_WHAT IS ASKED_
Write every line of the material out exactly as shown.
::::
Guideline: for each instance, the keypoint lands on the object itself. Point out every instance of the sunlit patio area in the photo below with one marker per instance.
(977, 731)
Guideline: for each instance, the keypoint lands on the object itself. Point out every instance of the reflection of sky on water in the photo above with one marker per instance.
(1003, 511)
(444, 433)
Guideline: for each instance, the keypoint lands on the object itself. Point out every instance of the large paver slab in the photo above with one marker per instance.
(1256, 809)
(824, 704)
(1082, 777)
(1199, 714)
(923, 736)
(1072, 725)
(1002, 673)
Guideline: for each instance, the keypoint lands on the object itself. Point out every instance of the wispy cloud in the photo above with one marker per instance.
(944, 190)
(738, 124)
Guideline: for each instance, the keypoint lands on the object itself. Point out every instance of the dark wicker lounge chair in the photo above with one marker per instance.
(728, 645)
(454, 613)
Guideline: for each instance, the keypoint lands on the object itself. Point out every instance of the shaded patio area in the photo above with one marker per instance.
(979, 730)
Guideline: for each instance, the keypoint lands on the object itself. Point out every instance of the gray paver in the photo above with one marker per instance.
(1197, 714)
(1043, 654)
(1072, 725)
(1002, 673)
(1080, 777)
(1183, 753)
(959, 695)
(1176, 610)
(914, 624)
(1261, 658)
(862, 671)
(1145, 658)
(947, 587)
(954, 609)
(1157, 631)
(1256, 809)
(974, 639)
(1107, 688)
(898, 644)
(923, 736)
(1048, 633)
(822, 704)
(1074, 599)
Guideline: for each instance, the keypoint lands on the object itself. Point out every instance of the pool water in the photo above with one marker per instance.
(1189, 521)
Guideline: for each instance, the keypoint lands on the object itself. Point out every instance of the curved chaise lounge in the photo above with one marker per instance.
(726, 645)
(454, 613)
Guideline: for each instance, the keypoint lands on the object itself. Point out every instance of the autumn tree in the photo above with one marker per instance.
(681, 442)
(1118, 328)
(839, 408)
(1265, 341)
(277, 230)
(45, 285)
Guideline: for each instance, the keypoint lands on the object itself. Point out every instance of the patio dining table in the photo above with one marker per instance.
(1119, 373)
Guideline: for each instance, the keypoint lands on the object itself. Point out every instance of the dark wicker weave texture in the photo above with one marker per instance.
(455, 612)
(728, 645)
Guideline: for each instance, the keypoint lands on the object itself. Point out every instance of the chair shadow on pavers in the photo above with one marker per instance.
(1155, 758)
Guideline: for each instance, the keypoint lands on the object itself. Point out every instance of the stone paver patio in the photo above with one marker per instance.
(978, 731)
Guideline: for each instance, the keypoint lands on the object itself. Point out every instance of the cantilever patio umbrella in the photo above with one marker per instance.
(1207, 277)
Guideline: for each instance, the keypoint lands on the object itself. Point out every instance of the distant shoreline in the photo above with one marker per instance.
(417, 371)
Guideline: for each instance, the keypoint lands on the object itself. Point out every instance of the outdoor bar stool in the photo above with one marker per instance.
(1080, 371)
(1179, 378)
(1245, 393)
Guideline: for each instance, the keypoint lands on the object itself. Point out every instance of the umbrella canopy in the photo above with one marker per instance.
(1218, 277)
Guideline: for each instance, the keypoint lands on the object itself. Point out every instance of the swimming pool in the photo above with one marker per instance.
::::
_EXERCISE RESPONSE_
Guideline: for each instance, the keypoint lands on the object itself. Point out every instance of the sunlit patio area in the photo below with one marker per instance.
(977, 731)
Guideline: for each instance, the keypoint lands on the object itself. Point out every instance of the reflection of sky on water in the photo above with one marker per instance.
(1003, 511)
(444, 433)
Guideline: for each instance, the keypoint lands on the object itself. Point out every instance of the large paver slab in the photo above with one marker per instance.
(1256, 809)
(824, 704)
(1082, 777)
(1199, 714)
(923, 736)
(1072, 725)
(1002, 673)
Guideline: for each instance, the keypoint lands on the object itself. Point out every instance of the wispy cloud in the photo above with one marker per instance.
(944, 190)
(738, 124)
Guideline: for each instance, the keypoint lands on the object itself. Point out every instance of the dark wicker lounge chair in the photo above with one marker per instance.
(728, 645)
(454, 613)
Guideline: for each instance, the keypoint lands on the object itself. Point out every instance of the shaded patio area in the photo above with one marker per instance.
(979, 730)
Guideline: for each instance, the keypoint lands on the object itself. Point out every instance of the gray paver in the photo above with one marker per instance.
(1197, 714)
(1043, 654)
(1072, 725)
(1002, 673)
(1080, 777)
(1183, 753)
(959, 695)
(1176, 610)
(914, 624)
(1261, 658)
(862, 671)
(1145, 658)
(947, 587)
(954, 609)
(1157, 631)
(1256, 809)
(974, 639)
(1107, 688)
(898, 644)
(923, 736)
(1048, 633)
(822, 704)
(1074, 599)
Guideline: for each instance, the keypoint lands on the object itself. Point out every instance of the pool water in the photo above with one marker per instance.
(1189, 521)
Guideline: for each instance, the keypoint lands on the object itself. Point out every instance of the curved chaise lounge in the photo above with one marker per instance.
(726, 645)
(454, 613)
Guideline: for each instance, the keypoint lands on the object itself. Point out every instance of the autumn tree in the photo above with one marker per instance.
(681, 442)
(1118, 328)
(839, 408)
(1265, 341)
(277, 230)
(45, 285)
Guideline: for each instance, the keypoint lands on the object itself. Point out every instance of the patio dining table in the photo above with one marker per instance.
(1119, 373)
Guideline: for each instance, the keypoint lands on the object itself. Point out every instance of the dark wicker weave texture in the photo above with one marker per instance.
(455, 612)
(728, 645)
Guideline: for each instance, the keypoint lands on the object itself. Point out every instance of the chair shadow on pavers in the photo above with one marker per instance.
(1155, 758)
Guideline: for each instance, the keypoint lands on the object itself. Point out every instance of the stone paver patio in the photo above with one marker per instance.
(978, 731)
Guideline: for each instance, the keypoint lands on the object itself. Point out every instance of the cantilever patio umbrella in the photo above with one marker per instance.
(1207, 277)
Guideline: for each instance, the keypoint lands on the object itself. Point out every instance of the distant shoreline in the photo above with one marker per instance.
(417, 371)
Guideline: for each instance, the keypoint lands on the object itself. Point out every instance of the outdoor bar stool in the photo above with one marker per instance.
(1080, 371)
(1179, 378)
(1245, 393)
Guideline: for each instance, the keypoint lands on the object itself. Point out every instance of the umbrella canopy in the photo above with one marker per instance.
(1218, 277)
Guideline: for each instance, the keypoint lands on the object itself. Point out every instance of the swimming pool in the photo above with one marker per instance.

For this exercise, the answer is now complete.